(Point annotation rows)
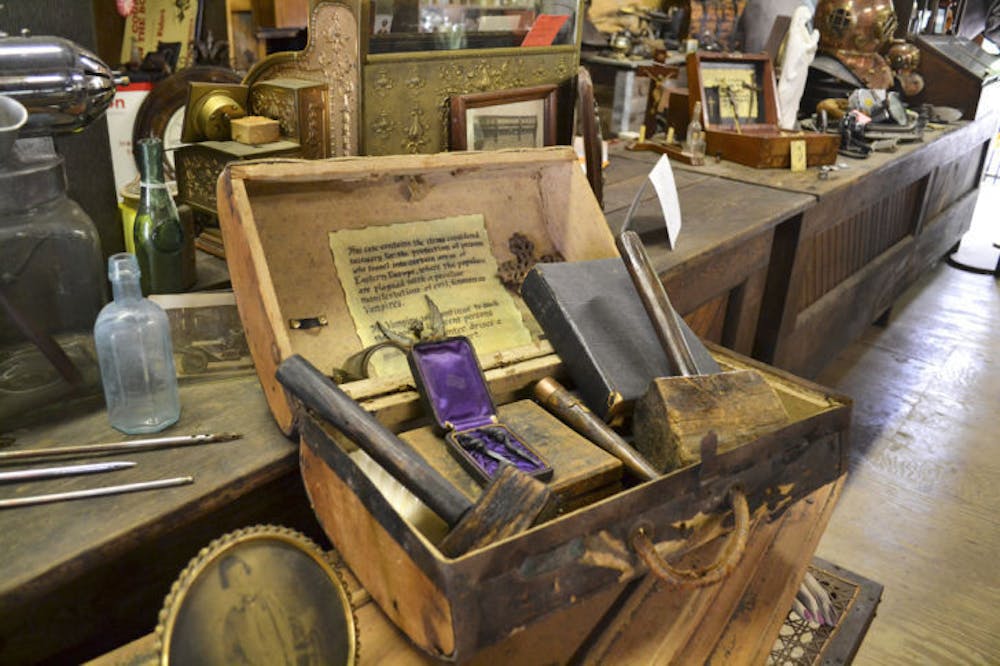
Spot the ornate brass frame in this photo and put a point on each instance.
(332, 57)
(461, 104)
(270, 577)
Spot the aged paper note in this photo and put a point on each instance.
(386, 271)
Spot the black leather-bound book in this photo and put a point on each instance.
(594, 319)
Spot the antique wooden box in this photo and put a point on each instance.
(299, 293)
(739, 107)
(958, 73)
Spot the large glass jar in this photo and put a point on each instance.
(51, 285)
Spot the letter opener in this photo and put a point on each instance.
(133, 445)
(66, 470)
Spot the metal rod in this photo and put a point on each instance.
(571, 411)
(68, 470)
(134, 445)
(654, 298)
(627, 224)
(95, 492)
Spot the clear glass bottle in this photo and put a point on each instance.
(694, 140)
(157, 233)
(132, 336)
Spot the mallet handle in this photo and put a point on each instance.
(320, 394)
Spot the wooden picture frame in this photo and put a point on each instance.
(515, 118)
(739, 111)
(736, 91)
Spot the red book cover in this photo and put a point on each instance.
(545, 30)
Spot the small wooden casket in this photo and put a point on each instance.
(299, 293)
(739, 106)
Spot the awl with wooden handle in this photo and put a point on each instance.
(510, 504)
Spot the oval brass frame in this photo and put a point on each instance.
(209, 556)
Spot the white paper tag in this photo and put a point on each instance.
(662, 178)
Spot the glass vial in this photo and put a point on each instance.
(694, 143)
(157, 233)
(132, 336)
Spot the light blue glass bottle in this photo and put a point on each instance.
(132, 337)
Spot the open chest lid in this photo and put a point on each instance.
(325, 255)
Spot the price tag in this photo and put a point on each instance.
(798, 148)
(662, 178)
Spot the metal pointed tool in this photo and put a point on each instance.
(94, 492)
(66, 470)
(133, 445)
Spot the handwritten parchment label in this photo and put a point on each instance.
(386, 271)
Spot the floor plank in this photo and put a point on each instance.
(919, 510)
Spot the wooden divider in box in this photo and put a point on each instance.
(739, 107)
(276, 219)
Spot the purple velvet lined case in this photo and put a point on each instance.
(454, 390)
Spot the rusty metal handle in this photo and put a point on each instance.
(700, 577)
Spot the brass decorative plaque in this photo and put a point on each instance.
(199, 165)
(406, 99)
(331, 58)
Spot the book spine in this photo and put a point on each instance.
(568, 341)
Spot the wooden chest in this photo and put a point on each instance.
(277, 220)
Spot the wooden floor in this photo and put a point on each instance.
(920, 512)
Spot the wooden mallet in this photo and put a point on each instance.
(511, 503)
(675, 413)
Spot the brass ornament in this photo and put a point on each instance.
(513, 271)
(197, 171)
(332, 58)
(210, 107)
(410, 100)
(264, 594)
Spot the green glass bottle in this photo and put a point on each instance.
(158, 234)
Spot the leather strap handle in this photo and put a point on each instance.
(713, 573)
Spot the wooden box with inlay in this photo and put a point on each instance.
(283, 225)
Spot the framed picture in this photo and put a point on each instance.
(737, 92)
(517, 118)
(260, 595)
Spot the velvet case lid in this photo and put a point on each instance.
(451, 383)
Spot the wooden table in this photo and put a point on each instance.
(80, 577)
(734, 621)
(874, 228)
(86, 576)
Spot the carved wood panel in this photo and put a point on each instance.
(406, 101)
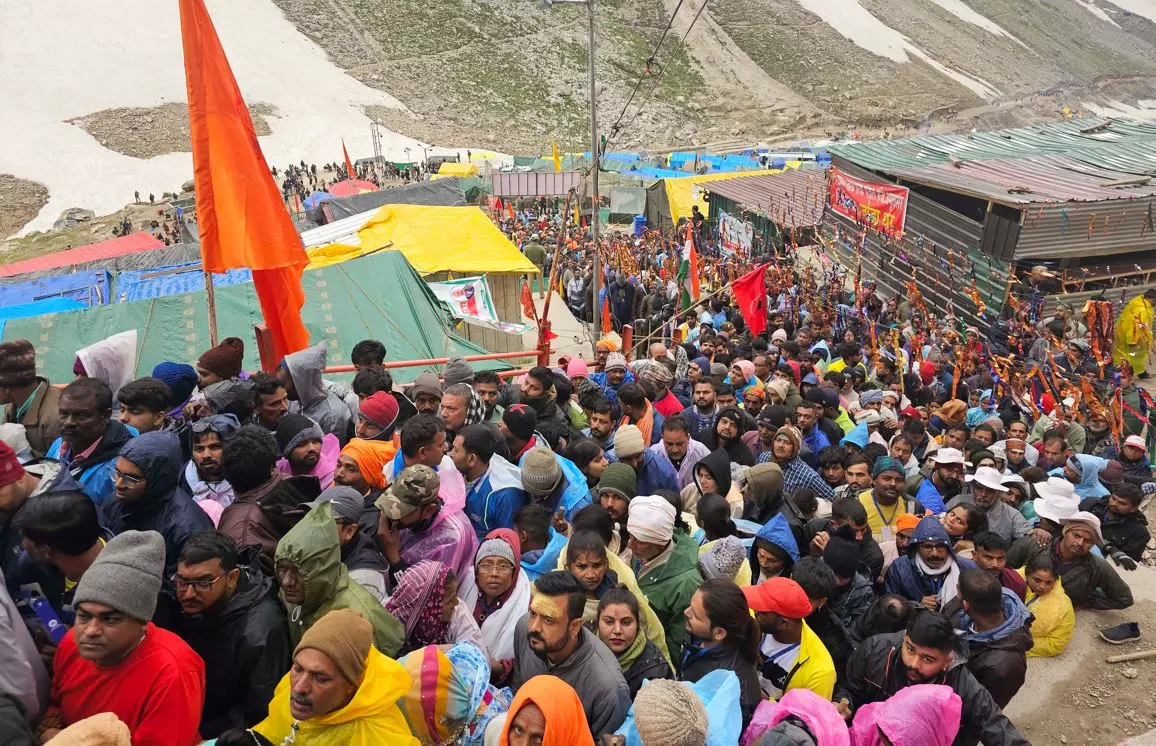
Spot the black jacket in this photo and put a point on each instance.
(696, 664)
(1127, 533)
(245, 649)
(875, 671)
(649, 665)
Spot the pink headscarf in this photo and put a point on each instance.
(921, 715)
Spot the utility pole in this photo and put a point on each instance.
(595, 153)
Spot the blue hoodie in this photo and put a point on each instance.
(776, 531)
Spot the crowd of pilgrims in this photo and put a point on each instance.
(780, 539)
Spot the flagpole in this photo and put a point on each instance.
(212, 297)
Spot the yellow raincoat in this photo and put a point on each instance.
(1056, 620)
(371, 717)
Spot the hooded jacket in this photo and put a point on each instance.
(592, 671)
(95, 471)
(262, 515)
(777, 532)
(763, 492)
(165, 508)
(312, 547)
(904, 578)
(370, 718)
(875, 672)
(313, 399)
(997, 657)
(245, 649)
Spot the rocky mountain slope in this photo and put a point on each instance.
(508, 74)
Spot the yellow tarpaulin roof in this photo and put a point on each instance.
(443, 239)
(681, 193)
(457, 169)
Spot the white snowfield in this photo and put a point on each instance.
(63, 59)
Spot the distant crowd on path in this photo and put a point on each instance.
(793, 537)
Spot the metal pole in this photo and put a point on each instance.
(595, 147)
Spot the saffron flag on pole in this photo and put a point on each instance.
(750, 296)
(688, 271)
(243, 220)
(350, 174)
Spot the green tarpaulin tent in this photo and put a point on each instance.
(376, 296)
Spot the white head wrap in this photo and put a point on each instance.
(651, 519)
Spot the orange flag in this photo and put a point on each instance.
(349, 164)
(242, 216)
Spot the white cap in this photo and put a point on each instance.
(988, 478)
(947, 456)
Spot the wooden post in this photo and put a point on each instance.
(212, 298)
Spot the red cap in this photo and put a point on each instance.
(780, 596)
(380, 408)
(10, 470)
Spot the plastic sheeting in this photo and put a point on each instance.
(443, 239)
(172, 280)
(87, 288)
(373, 297)
(444, 192)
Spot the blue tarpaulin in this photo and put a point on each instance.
(172, 280)
(89, 288)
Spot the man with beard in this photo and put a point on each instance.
(551, 640)
(89, 437)
(204, 475)
(702, 414)
(986, 489)
(231, 619)
(945, 482)
(924, 654)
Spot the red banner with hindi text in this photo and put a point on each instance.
(880, 206)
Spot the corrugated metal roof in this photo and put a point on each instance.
(132, 243)
(1025, 181)
(792, 199)
(1120, 145)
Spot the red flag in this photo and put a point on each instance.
(349, 164)
(750, 297)
(242, 218)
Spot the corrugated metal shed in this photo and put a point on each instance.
(132, 243)
(1030, 179)
(792, 199)
(1120, 145)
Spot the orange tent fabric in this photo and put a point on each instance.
(243, 219)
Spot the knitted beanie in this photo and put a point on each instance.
(628, 441)
(669, 714)
(346, 637)
(225, 359)
(126, 575)
(620, 479)
(540, 472)
(724, 559)
(17, 363)
(295, 429)
(520, 420)
(457, 370)
(180, 377)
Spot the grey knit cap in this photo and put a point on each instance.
(126, 575)
(457, 370)
(723, 559)
(671, 714)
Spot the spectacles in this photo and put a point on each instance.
(200, 585)
(496, 568)
(128, 478)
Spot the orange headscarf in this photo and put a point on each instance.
(371, 457)
(565, 719)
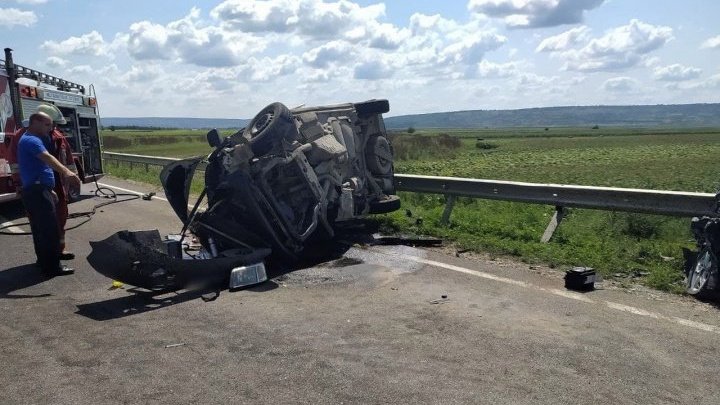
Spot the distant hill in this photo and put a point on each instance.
(169, 122)
(679, 115)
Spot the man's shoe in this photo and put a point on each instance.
(63, 270)
(67, 256)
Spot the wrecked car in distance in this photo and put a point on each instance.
(273, 188)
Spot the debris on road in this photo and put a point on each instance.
(580, 279)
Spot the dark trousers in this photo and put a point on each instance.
(40, 204)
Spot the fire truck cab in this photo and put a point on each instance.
(22, 90)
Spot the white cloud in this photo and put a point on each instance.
(711, 43)
(564, 41)
(312, 19)
(534, 13)
(471, 49)
(619, 48)
(676, 73)
(56, 62)
(91, 43)
(373, 70)
(332, 52)
(620, 85)
(497, 70)
(267, 69)
(10, 17)
(188, 40)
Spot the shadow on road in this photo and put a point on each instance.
(140, 301)
(18, 278)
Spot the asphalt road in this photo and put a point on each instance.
(368, 327)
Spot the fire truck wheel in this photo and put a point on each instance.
(269, 127)
(73, 194)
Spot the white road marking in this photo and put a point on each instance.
(136, 192)
(554, 291)
(10, 229)
(129, 191)
(567, 294)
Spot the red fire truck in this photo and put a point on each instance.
(22, 90)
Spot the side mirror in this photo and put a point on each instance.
(213, 138)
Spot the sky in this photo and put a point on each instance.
(228, 59)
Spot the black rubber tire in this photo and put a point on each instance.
(702, 269)
(372, 107)
(389, 204)
(73, 194)
(269, 127)
(379, 156)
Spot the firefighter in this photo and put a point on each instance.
(37, 168)
(58, 147)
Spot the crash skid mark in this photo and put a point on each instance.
(357, 267)
(420, 259)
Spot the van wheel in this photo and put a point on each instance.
(269, 127)
(372, 107)
(388, 204)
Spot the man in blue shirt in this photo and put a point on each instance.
(36, 166)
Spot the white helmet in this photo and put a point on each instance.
(53, 112)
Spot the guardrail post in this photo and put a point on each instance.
(554, 222)
(449, 204)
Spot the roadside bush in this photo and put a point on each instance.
(485, 145)
(116, 142)
(416, 147)
(157, 140)
(642, 226)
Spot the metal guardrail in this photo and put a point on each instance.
(660, 202)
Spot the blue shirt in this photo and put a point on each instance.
(32, 169)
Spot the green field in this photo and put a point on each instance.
(644, 247)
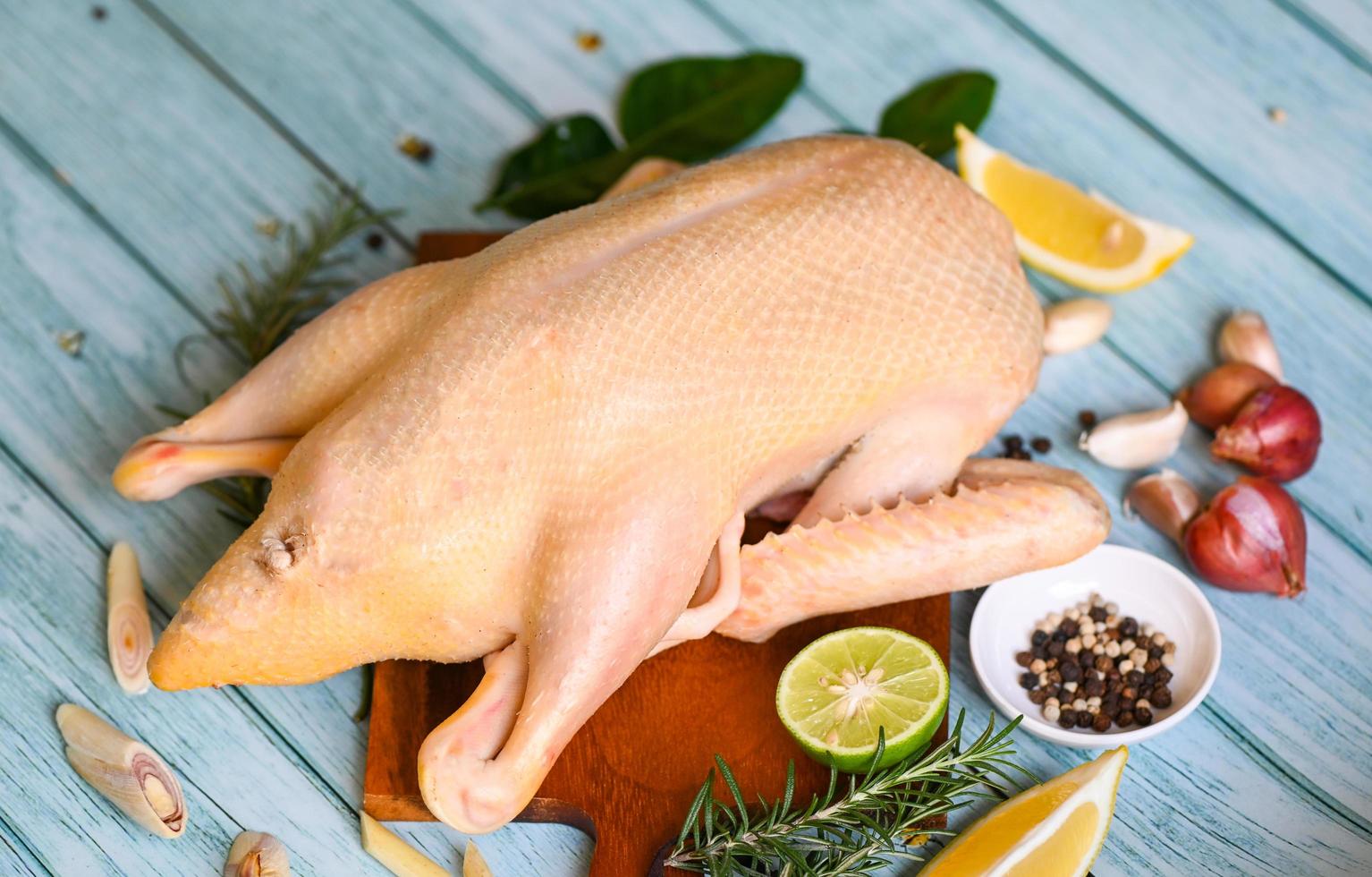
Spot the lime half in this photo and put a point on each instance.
(847, 686)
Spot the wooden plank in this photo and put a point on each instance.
(180, 229)
(53, 651)
(1307, 175)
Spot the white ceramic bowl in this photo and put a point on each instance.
(1146, 588)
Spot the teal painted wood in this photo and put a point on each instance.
(1345, 23)
(1310, 779)
(1205, 80)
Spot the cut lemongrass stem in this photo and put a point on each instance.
(473, 864)
(257, 854)
(402, 859)
(128, 629)
(128, 773)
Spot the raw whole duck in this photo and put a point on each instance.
(544, 453)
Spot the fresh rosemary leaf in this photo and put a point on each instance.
(691, 108)
(264, 303)
(835, 835)
(925, 117)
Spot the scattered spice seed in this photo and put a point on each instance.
(415, 147)
(1079, 686)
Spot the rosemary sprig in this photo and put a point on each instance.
(264, 303)
(865, 827)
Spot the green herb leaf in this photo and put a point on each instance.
(567, 165)
(927, 115)
(693, 108)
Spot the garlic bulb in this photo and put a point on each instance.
(1245, 338)
(385, 847)
(1136, 441)
(1074, 324)
(257, 854)
(132, 776)
(128, 629)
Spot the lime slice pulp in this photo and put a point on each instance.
(847, 686)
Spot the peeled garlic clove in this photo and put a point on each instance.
(1245, 338)
(473, 864)
(385, 847)
(1136, 441)
(1165, 500)
(1074, 324)
(641, 174)
(132, 776)
(257, 854)
(128, 629)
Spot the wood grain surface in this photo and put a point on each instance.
(139, 149)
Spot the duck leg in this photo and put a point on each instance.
(1004, 517)
(257, 421)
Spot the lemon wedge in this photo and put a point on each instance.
(1073, 235)
(1048, 830)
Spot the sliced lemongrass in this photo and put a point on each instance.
(1136, 441)
(402, 859)
(128, 629)
(126, 771)
(1074, 324)
(257, 854)
(473, 864)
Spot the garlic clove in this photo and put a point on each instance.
(641, 174)
(128, 629)
(1136, 441)
(1245, 338)
(128, 773)
(1074, 324)
(473, 864)
(1165, 500)
(257, 854)
(402, 859)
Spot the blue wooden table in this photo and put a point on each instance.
(141, 149)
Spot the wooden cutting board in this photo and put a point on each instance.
(630, 774)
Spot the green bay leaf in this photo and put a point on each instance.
(693, 108)
(927, 115)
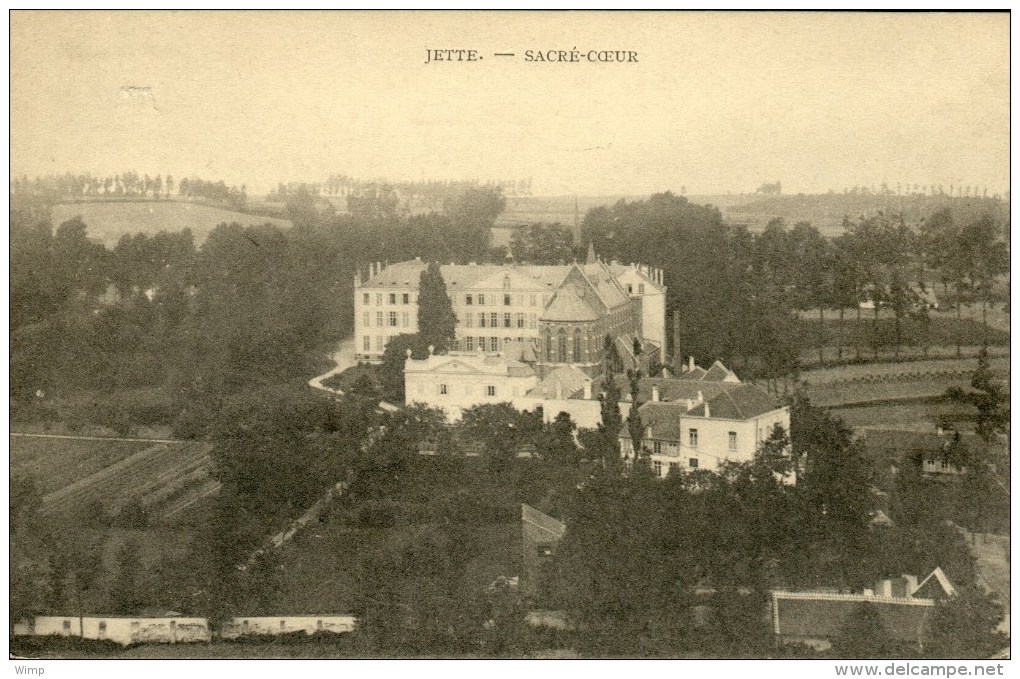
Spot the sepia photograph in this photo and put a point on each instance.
(444, 335)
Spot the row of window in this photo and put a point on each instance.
(405, 298)
(556, 352)
(380, 340)
(470, 344)
(386, 320)
(693, 441)
(480, 299)
(490, 389)
(495, 320)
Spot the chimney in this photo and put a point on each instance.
(677, 357)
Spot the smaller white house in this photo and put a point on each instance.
(459, 380)
(703, 424)
(123, 630)
(243, 626)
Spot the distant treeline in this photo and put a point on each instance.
(57, 188)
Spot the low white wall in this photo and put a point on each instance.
(287, 625)
(121, 630)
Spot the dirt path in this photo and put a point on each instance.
(344, 359)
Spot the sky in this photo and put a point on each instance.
(716, 102)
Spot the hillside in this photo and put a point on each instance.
(824, 211)
(107, 221)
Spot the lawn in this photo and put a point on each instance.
(56, 463)
(107, 221)
(71, 473)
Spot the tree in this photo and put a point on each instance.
(965, 626)
(987, 399)
(437, 321)
(394, 358)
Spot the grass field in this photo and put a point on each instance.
(168, 478)
(916, 416)
(108, 221)
(55, 463)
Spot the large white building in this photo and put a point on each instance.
(563, 312)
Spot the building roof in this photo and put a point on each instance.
(571, 303)
(728, 401)
(740, 403)
(719, 373)
(402, 274)
(819, 615)
(569, 379)
(661, 421)
(469, 363)
(936, 585)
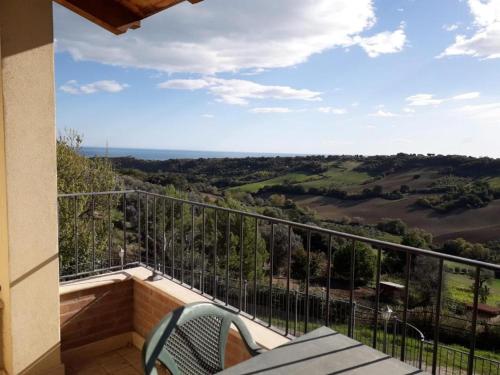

## The task
Render the rows as a numbered list, from the line containing "Spot the building" up to and including the last line of the rows, with blank lines omitted. Leave the pictures out of the list.

## Result of this task
1. Spot the building roof in this photo and put a point on each instance.
2. (571, 303)
3. (728, 401)
4. (740, 403)
5. (719, 373)
6. (402, 274)
7. (819, 615)
8. (569, 379)
9. (661, 421)
10. (469, 363)
11. (936, 585)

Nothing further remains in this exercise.